— Ausgangstext —
Die „Großfamilie“ in den Medien: Stigmatisierende Reflexe
Eine „Großfamilie“ ist für viele hierzulande eine dubiose Angelegenheit. Das zeigte sich auch in den Berichten über den Corona-Ausbruch in Göttingen.
D ie Großfamilie soll es gewesen sein, oder die Großfamilien, hieß es dann später, die für den Corona-Ausbruch in Göttingen verantwortlich seien. Bebildert waren die Berichte stets mit einem Hochhaus, in dem die Großfamilie oder die Großfamilien, wer weiß das schon genau, ob das dann alles als eine Familie gilt, ob die jetzt alle verwandt miteinander sind, irgendwie, oder die Großfamilien, in der Mehrzahl, gewesen sein sollen. Und ob sie alle miteinander, diese Großfamilie oder -familien, in diesem Hochhaus wohnen, als eine einzige Familie?
So mysteriös wie diese Formulierungen blühte meine Fantasie. Meine Freundin nickte weise. Sie hatte selbst schon mit einer Großfamilie zu tun, im ländlicheren Niedersachsen, sie kann Geschichten erzählen.

— Gegebene Zeilen —

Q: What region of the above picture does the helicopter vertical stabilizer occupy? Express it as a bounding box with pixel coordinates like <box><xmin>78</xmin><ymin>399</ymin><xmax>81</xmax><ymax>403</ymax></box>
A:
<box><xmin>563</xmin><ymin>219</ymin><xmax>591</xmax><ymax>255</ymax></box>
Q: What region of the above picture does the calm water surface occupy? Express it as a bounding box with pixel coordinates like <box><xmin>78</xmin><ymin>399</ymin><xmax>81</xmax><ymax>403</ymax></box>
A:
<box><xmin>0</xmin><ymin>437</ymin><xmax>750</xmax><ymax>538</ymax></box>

— Deine Aufgabe —
Schreib den Text über die „Großfamilie“ in den Medien vollständig und Wort für Wort ab.

— Lösung —
Die „Großfamilie“ in den Medien: Stigmatisierende Reflexe
Eine „Großfamilie“ ist für viele hierzulande eine dubiose Angelegenheit. Das zeigte sich auch in den Berichten über den Corona-Ausbruch in Göttingen.
D ie Großfamilie soll es gewesen sein, oder die Großfamilien, hieß es dann später, die für den Corona-Ausbruch in Göttingen verantwortlich seien. Bebildert waren die Berichte stets mit einem Hochhaus, in dem die Großfamilie oder die Großfamilien, wer weiß das schon genau, ob das dann alles als eine Familie gilt, ob die jetzt alle verwandt miteinander sind, irgendwie, oder die Großfamilien, in der Mehrzahl, gewesen sein sollen. Und ob sie alle miteinander, diese Großfamilie oder -familien, in diesem Hochhaus wohnen, als eine einzige Familie?
So mysteriös wie diese Formulierungen blühte meine Fantasie. Meine Freundin nickte weise. Sie hatte selbst schon mit einer Großfamilie zu tun, im ländlicheren Niedersachsen, sie kann Geschichten erzählen.